No les fue mal y hasta tenían tiempo para dar paseos hasta Chacao (zona al este de la capital, de clase media alta y hoy llena de actividad y edificios tanto residenciales como de oficinas) donde compraban carne de vaca que vendían algunos agricultores de la zona. La colgaban de los arboles y la llenaban de sal mientras espantaban a las moscas con las manos. De eso, todavía se ve hoy bastante en las calles de Caracas, setenta años después. Y del chalet se fueron a trabajar a una posada de la que Manuel se hizo dueño y terminó llevándola hasta que cumplió los setenta y pico de años.

El anciano nunca volvió a España. Pasaron los años (y tanto), y dice que no se dio cuenta, entre fogones, la vida; Franco, que murió tarde, y los turistas de la posada. Pero a pesar de su siglo de más y de su sordera, y de la hernia que dice que le molesta un poco porque no le deja caminar como antes, es capaz de recitar de memoria poemas anónimos populares que hablan de España y de su tierra.

“Yo no extraño a mi tierra. Yo cada día la quiero más. Porque yo soy como El Quijote. Primero España y después yo”. Y lo dice haciendo pausas mientras le miran las hijas y los maridos y los primos, controlando los tiempos del público como una estrella de rock. Pilar, su compañera de vida, murió hace unos años y Manuel empezó a tomar unas pastillas para la depresión. Es lo único que toma junto a una aspirina de vez en cuando.
_ _ _ _ _ _ _
Tarea = Transcribe completo, palabra por palabra, el fragmento de arriba sobre Manuel.
_ _ _ _ _ _ _
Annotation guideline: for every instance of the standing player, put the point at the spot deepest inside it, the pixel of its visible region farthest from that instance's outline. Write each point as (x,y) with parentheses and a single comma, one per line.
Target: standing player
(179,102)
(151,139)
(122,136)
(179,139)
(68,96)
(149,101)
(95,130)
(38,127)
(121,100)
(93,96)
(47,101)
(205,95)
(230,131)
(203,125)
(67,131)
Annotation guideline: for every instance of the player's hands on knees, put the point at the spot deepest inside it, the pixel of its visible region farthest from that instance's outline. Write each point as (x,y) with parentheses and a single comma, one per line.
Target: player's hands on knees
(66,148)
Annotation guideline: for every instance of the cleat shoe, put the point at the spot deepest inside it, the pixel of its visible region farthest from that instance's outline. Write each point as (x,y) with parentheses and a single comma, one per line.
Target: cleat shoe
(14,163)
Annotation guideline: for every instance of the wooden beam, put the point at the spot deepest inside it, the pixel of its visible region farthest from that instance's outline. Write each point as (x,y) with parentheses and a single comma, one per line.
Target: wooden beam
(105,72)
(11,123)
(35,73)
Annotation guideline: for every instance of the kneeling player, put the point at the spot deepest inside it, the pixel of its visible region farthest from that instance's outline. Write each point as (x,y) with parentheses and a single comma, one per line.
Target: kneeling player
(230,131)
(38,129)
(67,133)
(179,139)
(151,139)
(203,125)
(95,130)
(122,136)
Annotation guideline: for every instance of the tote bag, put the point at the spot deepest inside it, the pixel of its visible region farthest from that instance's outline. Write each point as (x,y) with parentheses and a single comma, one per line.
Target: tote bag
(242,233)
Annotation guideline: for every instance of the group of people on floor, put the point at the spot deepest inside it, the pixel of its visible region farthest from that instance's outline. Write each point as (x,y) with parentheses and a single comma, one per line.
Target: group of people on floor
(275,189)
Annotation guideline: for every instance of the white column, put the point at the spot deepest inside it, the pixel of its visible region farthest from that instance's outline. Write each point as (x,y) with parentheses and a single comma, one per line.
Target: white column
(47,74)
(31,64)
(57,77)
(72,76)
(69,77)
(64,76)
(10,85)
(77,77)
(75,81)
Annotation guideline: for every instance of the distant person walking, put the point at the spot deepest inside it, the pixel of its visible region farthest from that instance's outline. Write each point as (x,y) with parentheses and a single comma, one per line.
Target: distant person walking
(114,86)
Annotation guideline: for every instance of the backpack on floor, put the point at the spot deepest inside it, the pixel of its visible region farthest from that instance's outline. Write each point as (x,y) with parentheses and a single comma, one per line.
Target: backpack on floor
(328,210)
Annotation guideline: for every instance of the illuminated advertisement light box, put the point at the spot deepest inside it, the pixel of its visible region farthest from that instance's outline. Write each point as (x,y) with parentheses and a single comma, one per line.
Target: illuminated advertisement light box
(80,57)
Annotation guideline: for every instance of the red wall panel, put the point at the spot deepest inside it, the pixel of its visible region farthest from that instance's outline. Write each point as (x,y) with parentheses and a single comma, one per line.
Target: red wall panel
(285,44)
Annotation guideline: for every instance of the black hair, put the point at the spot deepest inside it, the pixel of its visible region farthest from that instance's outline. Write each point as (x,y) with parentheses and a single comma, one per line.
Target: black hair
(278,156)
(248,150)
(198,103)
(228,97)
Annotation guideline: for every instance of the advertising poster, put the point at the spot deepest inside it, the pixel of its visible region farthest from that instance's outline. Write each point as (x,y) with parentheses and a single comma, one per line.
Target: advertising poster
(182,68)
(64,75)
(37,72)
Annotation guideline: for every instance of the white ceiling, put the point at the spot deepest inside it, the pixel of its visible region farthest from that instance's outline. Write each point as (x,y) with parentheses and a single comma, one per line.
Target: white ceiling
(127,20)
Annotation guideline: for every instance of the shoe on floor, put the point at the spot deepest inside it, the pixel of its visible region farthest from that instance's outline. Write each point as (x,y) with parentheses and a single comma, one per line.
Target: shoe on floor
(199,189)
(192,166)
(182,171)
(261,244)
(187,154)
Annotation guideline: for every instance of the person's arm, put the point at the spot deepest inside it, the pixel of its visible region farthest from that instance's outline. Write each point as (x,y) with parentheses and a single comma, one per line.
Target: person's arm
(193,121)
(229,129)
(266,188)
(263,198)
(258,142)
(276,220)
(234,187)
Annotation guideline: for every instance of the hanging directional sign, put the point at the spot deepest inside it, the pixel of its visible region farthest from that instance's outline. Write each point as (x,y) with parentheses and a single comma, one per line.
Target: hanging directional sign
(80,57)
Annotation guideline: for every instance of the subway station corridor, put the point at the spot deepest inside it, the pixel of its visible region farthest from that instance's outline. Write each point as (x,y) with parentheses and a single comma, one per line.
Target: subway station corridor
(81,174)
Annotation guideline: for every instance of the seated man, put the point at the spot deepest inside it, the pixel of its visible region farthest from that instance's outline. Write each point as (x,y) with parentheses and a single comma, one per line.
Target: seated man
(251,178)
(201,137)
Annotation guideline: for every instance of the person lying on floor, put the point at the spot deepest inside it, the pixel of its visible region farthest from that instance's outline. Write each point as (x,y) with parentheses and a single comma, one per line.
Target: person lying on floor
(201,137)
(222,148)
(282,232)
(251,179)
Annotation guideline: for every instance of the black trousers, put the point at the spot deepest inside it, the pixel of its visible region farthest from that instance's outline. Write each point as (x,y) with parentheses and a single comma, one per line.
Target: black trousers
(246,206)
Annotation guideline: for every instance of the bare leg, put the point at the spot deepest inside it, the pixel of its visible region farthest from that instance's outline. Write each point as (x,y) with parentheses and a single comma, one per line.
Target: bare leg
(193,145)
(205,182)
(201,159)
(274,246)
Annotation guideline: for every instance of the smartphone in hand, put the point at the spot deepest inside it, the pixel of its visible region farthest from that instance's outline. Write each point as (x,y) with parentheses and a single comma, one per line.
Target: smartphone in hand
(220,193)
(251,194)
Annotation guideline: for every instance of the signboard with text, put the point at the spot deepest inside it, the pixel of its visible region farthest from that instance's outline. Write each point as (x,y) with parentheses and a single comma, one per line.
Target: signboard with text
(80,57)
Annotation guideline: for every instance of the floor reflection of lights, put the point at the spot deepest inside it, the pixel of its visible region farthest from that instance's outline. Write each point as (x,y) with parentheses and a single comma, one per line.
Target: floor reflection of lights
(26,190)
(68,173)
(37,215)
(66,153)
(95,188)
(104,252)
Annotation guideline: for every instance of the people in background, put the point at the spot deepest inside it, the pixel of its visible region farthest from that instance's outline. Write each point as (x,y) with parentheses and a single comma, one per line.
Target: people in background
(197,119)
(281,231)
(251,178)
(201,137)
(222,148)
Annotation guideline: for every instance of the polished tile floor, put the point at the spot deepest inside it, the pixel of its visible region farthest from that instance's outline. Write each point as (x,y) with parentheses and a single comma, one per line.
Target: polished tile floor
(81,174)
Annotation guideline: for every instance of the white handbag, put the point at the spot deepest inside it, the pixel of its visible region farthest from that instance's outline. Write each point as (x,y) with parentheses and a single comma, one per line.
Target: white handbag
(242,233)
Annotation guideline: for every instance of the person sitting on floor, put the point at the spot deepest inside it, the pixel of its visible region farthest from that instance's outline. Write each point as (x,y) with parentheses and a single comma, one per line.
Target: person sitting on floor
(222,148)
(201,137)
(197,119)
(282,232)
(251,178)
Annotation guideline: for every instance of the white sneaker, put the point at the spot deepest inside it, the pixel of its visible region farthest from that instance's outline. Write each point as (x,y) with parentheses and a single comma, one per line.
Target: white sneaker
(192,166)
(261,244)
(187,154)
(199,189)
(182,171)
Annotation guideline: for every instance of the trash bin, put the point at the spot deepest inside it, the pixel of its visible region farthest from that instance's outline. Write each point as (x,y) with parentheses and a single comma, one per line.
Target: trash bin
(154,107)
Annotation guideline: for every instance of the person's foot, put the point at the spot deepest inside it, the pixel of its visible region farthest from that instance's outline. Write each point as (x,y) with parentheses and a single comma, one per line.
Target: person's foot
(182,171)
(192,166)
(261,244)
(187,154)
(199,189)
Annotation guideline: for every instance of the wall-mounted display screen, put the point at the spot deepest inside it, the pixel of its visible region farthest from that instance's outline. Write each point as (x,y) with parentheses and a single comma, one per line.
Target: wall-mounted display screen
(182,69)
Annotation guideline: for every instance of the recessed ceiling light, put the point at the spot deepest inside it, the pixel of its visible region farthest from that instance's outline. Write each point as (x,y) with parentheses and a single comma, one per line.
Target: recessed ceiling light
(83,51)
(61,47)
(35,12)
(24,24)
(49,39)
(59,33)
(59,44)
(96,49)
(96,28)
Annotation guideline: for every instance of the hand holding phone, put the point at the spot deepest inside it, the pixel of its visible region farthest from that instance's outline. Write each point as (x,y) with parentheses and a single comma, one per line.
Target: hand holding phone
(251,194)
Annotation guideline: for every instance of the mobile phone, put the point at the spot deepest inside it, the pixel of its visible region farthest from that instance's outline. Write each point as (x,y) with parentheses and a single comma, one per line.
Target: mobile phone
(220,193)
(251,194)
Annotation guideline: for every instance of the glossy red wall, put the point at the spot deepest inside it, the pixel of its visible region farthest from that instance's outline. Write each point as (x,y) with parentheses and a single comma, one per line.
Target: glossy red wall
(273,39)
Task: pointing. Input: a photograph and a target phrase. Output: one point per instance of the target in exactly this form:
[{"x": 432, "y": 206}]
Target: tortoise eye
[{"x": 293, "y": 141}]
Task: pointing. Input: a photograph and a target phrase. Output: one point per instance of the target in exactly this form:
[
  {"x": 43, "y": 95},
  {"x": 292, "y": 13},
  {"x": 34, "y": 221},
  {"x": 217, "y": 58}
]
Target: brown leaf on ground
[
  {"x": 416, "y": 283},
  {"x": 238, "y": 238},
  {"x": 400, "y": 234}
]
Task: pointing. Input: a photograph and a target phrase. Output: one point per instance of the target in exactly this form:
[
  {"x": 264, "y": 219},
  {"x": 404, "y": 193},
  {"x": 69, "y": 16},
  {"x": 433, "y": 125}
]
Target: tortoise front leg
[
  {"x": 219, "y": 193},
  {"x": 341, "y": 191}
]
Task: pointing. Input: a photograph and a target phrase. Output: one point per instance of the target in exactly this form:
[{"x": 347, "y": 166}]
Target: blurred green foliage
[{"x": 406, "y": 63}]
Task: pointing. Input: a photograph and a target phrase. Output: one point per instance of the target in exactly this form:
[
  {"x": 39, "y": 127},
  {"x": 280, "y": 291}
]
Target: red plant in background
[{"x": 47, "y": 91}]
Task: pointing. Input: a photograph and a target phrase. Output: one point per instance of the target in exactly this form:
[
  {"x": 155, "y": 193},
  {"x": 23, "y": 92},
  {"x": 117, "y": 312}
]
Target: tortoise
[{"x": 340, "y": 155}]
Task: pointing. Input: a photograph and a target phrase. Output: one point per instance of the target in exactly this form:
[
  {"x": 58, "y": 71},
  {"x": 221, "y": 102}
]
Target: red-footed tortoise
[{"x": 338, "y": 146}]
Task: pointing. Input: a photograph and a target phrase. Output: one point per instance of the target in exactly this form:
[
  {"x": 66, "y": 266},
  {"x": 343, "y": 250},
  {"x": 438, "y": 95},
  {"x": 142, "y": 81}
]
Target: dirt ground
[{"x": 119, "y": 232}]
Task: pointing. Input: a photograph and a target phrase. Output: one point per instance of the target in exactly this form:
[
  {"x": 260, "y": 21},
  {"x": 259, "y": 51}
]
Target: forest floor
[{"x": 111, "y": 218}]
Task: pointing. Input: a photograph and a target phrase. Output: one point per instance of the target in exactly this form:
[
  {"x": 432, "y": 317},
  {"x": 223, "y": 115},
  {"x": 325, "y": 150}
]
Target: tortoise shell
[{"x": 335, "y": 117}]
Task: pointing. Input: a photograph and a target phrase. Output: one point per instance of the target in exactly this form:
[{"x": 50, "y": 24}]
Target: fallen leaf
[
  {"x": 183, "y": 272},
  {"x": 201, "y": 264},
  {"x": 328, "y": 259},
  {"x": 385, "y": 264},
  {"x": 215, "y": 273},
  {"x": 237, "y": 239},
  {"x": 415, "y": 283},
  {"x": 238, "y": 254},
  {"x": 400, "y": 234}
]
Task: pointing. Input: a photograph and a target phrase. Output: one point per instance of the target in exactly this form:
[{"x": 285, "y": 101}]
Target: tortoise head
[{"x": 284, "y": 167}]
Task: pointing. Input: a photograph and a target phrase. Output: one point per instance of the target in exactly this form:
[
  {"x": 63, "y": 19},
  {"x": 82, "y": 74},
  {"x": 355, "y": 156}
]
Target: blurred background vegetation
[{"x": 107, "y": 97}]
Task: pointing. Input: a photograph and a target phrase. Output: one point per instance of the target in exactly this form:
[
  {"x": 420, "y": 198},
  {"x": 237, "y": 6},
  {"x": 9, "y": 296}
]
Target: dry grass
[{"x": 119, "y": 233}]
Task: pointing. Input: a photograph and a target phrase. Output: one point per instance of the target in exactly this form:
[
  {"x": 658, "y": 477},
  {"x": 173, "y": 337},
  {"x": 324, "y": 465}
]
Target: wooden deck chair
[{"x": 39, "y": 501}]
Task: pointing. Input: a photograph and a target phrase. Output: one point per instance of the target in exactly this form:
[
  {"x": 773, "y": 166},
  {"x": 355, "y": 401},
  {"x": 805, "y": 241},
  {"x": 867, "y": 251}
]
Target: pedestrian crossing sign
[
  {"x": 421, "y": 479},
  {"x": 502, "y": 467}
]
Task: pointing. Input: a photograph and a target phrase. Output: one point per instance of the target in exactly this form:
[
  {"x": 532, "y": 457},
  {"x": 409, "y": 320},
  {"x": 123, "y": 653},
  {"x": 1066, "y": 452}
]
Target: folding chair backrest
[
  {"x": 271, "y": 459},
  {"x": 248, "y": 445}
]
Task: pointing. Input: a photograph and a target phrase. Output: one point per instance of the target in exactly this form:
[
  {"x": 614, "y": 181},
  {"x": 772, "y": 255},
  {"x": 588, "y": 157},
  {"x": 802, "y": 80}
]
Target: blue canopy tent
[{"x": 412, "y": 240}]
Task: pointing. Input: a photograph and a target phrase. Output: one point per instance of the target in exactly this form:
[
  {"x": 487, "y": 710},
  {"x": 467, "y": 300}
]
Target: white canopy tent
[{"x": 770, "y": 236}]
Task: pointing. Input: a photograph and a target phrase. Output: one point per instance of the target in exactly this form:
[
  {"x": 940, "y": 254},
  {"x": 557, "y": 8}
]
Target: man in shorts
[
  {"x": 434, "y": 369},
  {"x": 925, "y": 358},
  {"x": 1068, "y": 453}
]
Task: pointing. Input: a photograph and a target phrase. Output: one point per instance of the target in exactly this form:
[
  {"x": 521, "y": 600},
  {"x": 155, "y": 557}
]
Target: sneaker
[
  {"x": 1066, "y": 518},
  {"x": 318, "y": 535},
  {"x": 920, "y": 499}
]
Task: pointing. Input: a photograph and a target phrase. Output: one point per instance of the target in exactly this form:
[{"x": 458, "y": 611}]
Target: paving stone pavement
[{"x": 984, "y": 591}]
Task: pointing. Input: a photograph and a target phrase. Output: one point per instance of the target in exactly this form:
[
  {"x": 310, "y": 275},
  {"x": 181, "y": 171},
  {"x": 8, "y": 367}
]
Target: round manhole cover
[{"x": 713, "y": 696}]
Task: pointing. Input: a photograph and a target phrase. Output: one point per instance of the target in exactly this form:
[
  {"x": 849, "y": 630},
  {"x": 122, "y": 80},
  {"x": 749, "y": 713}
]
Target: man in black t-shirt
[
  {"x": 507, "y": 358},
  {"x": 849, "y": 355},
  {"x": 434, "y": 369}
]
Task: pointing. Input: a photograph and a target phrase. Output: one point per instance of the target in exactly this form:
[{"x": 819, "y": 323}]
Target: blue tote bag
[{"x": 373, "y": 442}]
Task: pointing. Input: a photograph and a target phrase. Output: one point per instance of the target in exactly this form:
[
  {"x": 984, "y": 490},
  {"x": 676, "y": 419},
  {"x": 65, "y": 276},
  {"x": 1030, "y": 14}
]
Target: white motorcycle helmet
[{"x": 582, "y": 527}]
_ _ _ _ _ _ _
Resultado =
No les fue mal y hasta tenían tiempo para dar paseos hasta Chacao (zona al este de la capital, de clase media alta y hoy llena de actividad y edificios tanto residenciales como de oficinas) donde compraban carne de vaca que vendían algunos agricultores de la zona. La colgaban de los arboles y la llenaban de sal mientras espantaban a las moscas con las manos. De eso, todavía se ve hoy bastante en las calles de Caracas, setenta años después. Y del chalet se fueron a trabajar a una posada de la que Manuel se hizo dueño y terminó llevándola hasta que cumplió los setenta y pico de años.

El anciano nunca volvió a España. Pasaron los años (y tanto), y dice que no se dio cuenta, entre fogones, la vida; Franco, que murió tarde, y los turistas de la posada. Pero a pesar de su siglo de más y de su sordera, y de la hernia que dice que le molesta un poco porque no le deja caminar como antes, es capaz de recitar de memoria poemas anónimos populares que hablan de España y de su tierra.

“Yo no extraño a mi tierra. Yo cada día la quiero más. Porque yo soy como El Quijote. Primero España y después yo”. Y lo dice haciendo pausas mientras le miran las hijas y los maridos y los primos, controlando los tiempos del público como una estrella de rock. Pilar, su compañera de vida, murió hace unos años y Manuel empezó a tomar unas pastillas para la depresión. Es lo único que toma junto a una aspirina de vez en cuando.